* **JOB**
Return every line of the records below unchanged, character for character.

* **SUPPLIED ENTRIES**
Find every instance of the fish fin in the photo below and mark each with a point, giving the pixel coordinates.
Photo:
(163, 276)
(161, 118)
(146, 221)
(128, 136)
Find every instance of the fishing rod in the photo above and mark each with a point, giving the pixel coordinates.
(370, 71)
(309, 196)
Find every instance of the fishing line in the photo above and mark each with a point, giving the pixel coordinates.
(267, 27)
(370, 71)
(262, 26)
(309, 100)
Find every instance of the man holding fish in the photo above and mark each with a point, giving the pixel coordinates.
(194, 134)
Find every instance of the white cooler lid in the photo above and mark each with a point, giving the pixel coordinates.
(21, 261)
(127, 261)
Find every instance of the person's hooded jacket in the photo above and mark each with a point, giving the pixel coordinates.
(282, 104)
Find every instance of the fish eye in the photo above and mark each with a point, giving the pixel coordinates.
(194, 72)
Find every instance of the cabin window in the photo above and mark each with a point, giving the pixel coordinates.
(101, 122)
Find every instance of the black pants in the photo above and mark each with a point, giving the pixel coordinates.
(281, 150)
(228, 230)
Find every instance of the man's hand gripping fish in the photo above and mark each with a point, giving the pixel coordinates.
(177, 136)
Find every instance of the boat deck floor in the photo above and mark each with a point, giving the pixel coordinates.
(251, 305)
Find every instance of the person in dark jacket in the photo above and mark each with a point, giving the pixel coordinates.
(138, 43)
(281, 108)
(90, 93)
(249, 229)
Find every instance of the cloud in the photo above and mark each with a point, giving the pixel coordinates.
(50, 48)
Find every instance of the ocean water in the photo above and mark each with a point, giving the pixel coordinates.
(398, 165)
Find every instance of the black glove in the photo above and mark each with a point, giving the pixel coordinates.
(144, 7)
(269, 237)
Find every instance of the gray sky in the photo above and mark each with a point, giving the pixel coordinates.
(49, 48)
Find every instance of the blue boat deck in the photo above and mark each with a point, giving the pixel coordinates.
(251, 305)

* **RESULT BELOW**
Find every instance of the fish fin in the photo below and mark each with a point, giving the pixel coordinates.
Photo:
(163, 276)
(161, 118)
(146, 221)
(128, 136)
Find every instance of the fishing rod in the photo above and mark each with a point, giving the pixel coordinates.
(370, 71)
(309, 196)
Find every instance of the fishing line in the photo above and mark each with a point, giving the pixel coordinates.
(267, 27)
(370, 71)
(262, 26)
(309, 100)
Find every instance of the man holding fish in the photo above and mark each with a point, giving the pixel coordinates.
(194, 134)
Find every instance of the white cooler lid in the photo above and mark each with a point, giving the pixel coordinates.
(21, 261)
(127, 261)
Find every instance of the person's hooded jacket in the photo above and mark each with a point, giving the pixel coordinates.
(282, 104)
Find every instance of the fish eye in the photo above and mark each with a point, giving the pixel coordinates.
(194, 72)
Find every instance of the cabin window in the photo above and mark each with a point, giving the pixel coordinates.
(101, 122)
Find every instance of the black pants in the photo above and mark each with a point, giving the pixel coordinates.
(281, 150)
(228, 230)
Find every instance of the man's hand gripping fish in the photo above and mark each with a point, giving the pixel coordinates.
(177, 136)
Find every instance of the boat deck floor in the photo above and mark each with a point, giving the pixel coordinates.
(251, 305)
Find every instance of the person in dark jacket in the photo above and mark each with a point, giving the pixel coordinates.
(138, 43)
(281, 108)
(90, 93)
(249, 229)
Find every instance of the cloud in the photo above and mark each with a point, giving the pixel coordinates.
(50, 48)
Find every instance of the ocean water in the photo above and mark each with a point, giving the pixel coordinates.
(398, 165)
Find every instance of the black glove in the photo above and mark each with a point, giving the pixel coordinates.
(144, 7)
(269, 237)
Find every instance of the gray sky in the photo above and mark each with a point, giving the pixel coordinates.
(49, 48)
Find every instance of the blue boat deck in the photo above and mark each with a point, giving the pixel coordinates.
(251, 305)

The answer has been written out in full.